→ TRAVAIL DEMANDÉ
Recopiez toute la liste ci-dessous, ligne par ligne, sans y changer un seul caractère.

Points étiquetés des objets
++++++++++

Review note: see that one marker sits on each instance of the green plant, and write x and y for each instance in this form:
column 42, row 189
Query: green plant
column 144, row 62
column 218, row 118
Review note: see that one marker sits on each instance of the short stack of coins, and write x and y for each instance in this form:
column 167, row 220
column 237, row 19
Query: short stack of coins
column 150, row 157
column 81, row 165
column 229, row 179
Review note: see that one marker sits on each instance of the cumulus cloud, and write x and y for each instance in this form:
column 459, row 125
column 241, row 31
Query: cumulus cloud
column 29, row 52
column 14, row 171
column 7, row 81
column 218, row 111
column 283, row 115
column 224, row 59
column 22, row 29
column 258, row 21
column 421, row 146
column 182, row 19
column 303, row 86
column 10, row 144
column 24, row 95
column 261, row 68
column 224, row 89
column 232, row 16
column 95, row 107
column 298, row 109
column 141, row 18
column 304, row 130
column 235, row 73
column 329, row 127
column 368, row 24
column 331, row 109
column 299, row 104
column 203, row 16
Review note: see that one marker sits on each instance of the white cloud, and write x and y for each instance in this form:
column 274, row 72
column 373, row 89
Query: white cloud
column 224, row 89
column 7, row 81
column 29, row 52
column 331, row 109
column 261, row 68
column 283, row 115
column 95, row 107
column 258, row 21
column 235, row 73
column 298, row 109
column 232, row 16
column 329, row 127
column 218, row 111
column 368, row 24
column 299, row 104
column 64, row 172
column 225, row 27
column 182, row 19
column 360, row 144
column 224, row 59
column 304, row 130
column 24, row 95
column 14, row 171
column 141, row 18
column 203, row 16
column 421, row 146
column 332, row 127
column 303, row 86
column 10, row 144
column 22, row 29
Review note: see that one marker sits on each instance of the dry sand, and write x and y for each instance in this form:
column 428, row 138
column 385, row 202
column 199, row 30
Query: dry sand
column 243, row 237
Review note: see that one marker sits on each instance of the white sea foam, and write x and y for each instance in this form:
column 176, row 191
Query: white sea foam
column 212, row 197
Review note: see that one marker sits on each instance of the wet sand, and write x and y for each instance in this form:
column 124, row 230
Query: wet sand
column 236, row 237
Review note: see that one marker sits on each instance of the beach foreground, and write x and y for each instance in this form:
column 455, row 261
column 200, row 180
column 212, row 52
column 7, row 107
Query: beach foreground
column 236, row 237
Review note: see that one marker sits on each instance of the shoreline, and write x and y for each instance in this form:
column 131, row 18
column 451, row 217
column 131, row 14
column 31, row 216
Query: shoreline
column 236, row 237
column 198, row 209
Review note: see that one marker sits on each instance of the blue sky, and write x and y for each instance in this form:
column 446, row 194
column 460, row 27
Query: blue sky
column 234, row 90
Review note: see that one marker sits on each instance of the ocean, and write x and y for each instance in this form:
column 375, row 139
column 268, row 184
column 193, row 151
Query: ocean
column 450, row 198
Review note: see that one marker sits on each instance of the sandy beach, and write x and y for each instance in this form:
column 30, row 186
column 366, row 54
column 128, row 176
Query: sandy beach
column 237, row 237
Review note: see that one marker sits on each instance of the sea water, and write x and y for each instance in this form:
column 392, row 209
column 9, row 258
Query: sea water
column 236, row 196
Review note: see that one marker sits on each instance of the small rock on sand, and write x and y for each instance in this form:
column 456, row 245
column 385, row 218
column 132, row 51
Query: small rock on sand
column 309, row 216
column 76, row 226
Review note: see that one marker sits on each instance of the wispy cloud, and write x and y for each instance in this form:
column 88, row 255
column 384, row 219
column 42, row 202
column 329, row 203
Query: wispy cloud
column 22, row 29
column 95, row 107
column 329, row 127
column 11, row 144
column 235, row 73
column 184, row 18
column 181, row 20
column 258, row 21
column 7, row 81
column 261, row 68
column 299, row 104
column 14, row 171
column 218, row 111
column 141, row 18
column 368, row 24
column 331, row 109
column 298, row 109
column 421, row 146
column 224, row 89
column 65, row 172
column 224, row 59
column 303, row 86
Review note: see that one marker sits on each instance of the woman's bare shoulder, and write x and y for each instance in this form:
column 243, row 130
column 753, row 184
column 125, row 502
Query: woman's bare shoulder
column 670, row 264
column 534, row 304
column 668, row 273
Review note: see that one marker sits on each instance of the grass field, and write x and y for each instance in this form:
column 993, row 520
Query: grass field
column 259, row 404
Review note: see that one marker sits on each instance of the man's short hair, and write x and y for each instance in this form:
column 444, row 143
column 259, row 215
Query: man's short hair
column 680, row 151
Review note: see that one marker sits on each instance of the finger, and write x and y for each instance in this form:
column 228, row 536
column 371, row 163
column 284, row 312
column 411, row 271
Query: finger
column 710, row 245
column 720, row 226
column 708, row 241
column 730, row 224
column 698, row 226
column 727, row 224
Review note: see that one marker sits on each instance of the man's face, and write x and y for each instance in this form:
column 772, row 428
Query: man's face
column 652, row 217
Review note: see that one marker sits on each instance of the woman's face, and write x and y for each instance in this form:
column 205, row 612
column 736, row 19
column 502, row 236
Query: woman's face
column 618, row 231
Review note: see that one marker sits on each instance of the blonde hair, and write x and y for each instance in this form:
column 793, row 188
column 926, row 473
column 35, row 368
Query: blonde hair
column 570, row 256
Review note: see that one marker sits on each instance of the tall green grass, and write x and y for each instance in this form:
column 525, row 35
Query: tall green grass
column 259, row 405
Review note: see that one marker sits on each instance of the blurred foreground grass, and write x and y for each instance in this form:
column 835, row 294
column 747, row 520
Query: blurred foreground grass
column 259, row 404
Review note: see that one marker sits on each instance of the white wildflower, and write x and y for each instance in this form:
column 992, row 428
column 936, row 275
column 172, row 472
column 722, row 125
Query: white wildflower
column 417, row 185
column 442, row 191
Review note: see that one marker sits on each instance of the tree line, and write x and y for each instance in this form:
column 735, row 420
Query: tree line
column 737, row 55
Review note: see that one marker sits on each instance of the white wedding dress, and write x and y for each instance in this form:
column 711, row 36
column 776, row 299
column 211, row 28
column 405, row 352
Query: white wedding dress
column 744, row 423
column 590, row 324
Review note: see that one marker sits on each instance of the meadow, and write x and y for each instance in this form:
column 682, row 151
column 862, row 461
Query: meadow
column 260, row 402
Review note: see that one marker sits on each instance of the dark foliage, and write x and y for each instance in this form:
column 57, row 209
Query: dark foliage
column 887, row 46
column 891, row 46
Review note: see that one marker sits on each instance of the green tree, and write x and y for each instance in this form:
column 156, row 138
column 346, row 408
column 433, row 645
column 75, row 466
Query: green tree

++++++++++

→ EXERCICE TERMINÉ
Review note: see that one marker sits on each instance of the green plant, and write x and y for each instance in this form:
column 42, row 189
Query: green plant
column 144, row 62
column 218, row 118
Review note: see that one marker sits on each instance of the short stack of coins, and write x and y for each instance in this form:
column 167, row 220
column 237, row 19
Query: short stack of coins
column 150, row 157
column 81, row 165
column 229, row 179
Review note: see that one marker sits on each instance of the cumulus cloud, and write x and y for each instance in this form:
column 459, row 125
column 241, row 31
Query: cumulus cloud
column 29, row 52
column 14, row 171
column 7, row 81
column 218, row 111
column 283, row 115
column 224, row 59
column 22, row 29
column 258, row 21
column 421, row 146
column 182, row 19
column 303, row 86
column 10, row 144
column 24, row 95
column 261, row 68
column 224, row 89
column 232, row 16
column 95, row 107
column 298, row 109
column 141, row 18
column 304, row 130
column 235, row 73
column 329, row 127
column 368, row 24
column 331, row 109
column 299, row 104
column 203, row 16
Review note: see that one marker sits on each instance of the white cloud, and write x and y for each instance in this form:
column 274, row 72
column 373, row 89
Query: white cloud
column 224, row 89
column 7, row 81
column 29, row 52
column 331, row 109
column 261, row 68
column 283, row 115
column 95, row 107
column 258, row 21
column 235, row 73
column 298, row 109
column 232, row 16
column 329, row 127
column 218, row 111
column 368, row 24
column 299, row 104
column 64, row 172
column 225, row 27
column 182, row 19
column 360, row 144
column 224, row 59
column 304, row 130
column 24, row 95
column 14, row 171
column 141, row 18
column 203, row 16
column 421, row 146
column 332, row 127
column 303, row 86
column 10, row 144
column 22, row 29
Review note: see that one marker sits on each instance of the dry sand, and write x and y for each instance in this form:
column 428, row 138
column 385, row 202
column 199, row 30
Query: dry sand
column 243, row 237
Review note: see that one marker sits on each instance of the white sea foam, and write x and y for each instance in this form:
column 176, row 191
Query: white sea foam
column 212, row 197
Review note: see that one marker sits on each instance of the wet sand, and write x and y for each instance in this form:
column 124, row 230
Query: wet sand
column 236, row 237
Review note: see that one marker sits on each instance of the beach foreground, and write x and y for each instance in this form:
column 455, row 261
column 200, row 180
column 212, row 52
column 7, row 107
Query: beach foreground
column 236, row 237
Review note: see that one marker sits on each instance of the shoreline, and write x and y for each instance in this form:
column 131, row 18
column 451, row 217
column 131, row 14
column 31, row 216
Query: shoreline
column 236, row 237
column 198, row 209
Review note: see that one marker sits on each instance of the blue sky, and write x and y for each instance in this form:
column 446, row 194
column 460, row 27
Query: blue sky
column 234, row 90
Review note: see that one marker sits on each instance of the ocean, and write x and y for each instance in this form:
column 375, row 139
column 268, row 184
column 193, row 151
Query: ocean
column 450, row 198
Review note: see that one marker sits on each instance of the sandy beach, and write x and y for each instance in this form:
column 30, row 186
column 366, row 54
column 128, row 176
Query: sandy beach
column 237, row 237
Review note: see that one marker sits on each instance of the sea water, and write x and y for each instance in this form:
column 392, row 209
column 9, row 258
Query: sea water
column 236, row 196
Review note: see that one marker sits on each instance of the small rock on sand, and write x and y for each instance in this form:
column 456, row 245
column 385, row 218
column 132, row 51
Query: small rock on sand
column 309, row 216
column 76, row 226
Review note: see that one marker sits on each instance of the wispy cloud, and write x and y for each instance in this form:
column 88, row 255
column 384, row 219
column 42, row 202
column 329, row 203
Query: wispy cloud
column 22, row 29
column 95, row 107
column 329, row 127
column 11, row 144
column 235, row 73
column 184, row 18
column 181, row 20
column 258, row 21
column 7, row 81
column 261, row 68
column 299, row 104
column 14, row 171
column 218, row 111
column 141, row 18
column 368, row 24
column 331, row 109
column 298, row 109
column 421, row 146
column 224, row 89
column 65, row 172
column 224, row 59
column 303, row 86
Review note: see that one marker sits on each instance of the woman's bare shoulder, and write x and y for each instance in this form:
column 243, row 130
column 753, row 184
column 125, row 502
Query: woman's bare shoulder
column 670, row 264
column 534, row 304
column 668, row 273
Review note: see that one marker sits on each instance of the grass field, and write x and y for each instance in this form:
column 993, row 520
Query: grass field
column 259, row 404
Review note: see that one marker sits on each instance of the man's short hair, and write x and y for each instance in this form:
column 444, row 143
column 259, row 215
Query: man's short hair
column 680, row 151
Review note: see that one marker sits on each instance of the finger, and write x and y for each instance in this form:
column 228, row 536
column 371, row 163
column 284, row 312
column 411, row 271
Query: finger
column 710, row 245
column 720, row 226
column 708, row 241
column 730, row 224
column 698, row 226
column 727, row 224
Review note: see that one marker sits on each instance of the man's face, and write x and y for each instance in this form:
column 772, row 428
Query: man's face
column 652, row 217
Review note: see that one marker sits on each instance of the woman's face, and write x and y for each instance in this form:
column 205, row 612
column 736, row 19
column 502, row 236
Query: woman's face
column 618, row 231
Review note: see that one marker sits on each instance of the blonde hair, and write x and y for each instance in this form:
column 793, row 188
column 926, row 473
column 35, row 368
Query: blonde hair
column 570, row 256
Review note: see that one marker sits on each instance of the tall green grass, and write x and y for each instance in this form:
column 525, row 35
Query: tall green grass
column 259, row 405
Review note: see that one marker sits on each instance of the blurred foreground grass, and write x and y for each instance in this form:
column 835, row 294
column 747, row 520
Query: blurred foreground grass
column 259, row 404
Review note: see that one marker sits on each instance of the white wildflower, and write x and y for each instance in this form:
column 992, row 428
column 936, row 275
column 172, row 472
column 722, row 125
Query: white wildflower
column 417, row 185
column 442, row 191
Review note: see that one marker sits on each instance of the tree line, and write x and y for each instance in this form:
column 735, row 420
Query: tree line
column 737, row 55
Review note: see that one marker sits on each instance of the white wedding dress, and write x and y for each instance in this form:
column 711, row 36
column 776, row 299
column 211, row 28
column 405, row 352
Query: white wedding dress
column 744, row 423
column 590, row 324
Review note: see that one marker sits on each instance of the meadow, and write x and y for each instance in this form:
column 682, row 151
column 862, row 461
Query: meadow
column 260, row 402
Review note: see that one marker sits on each instance of the dark foliage, and write x and y for each instance in this form:
column 57, row 209
Query: dark foliage
column 887, row 46
column 891, row 46
Review note: see that one marker sits on each instance of the green tree, and write x and y for each instance in this form:
column 156, row 138
column 346, row 408
column 433, row 645
column 75, row 466
Query: green tree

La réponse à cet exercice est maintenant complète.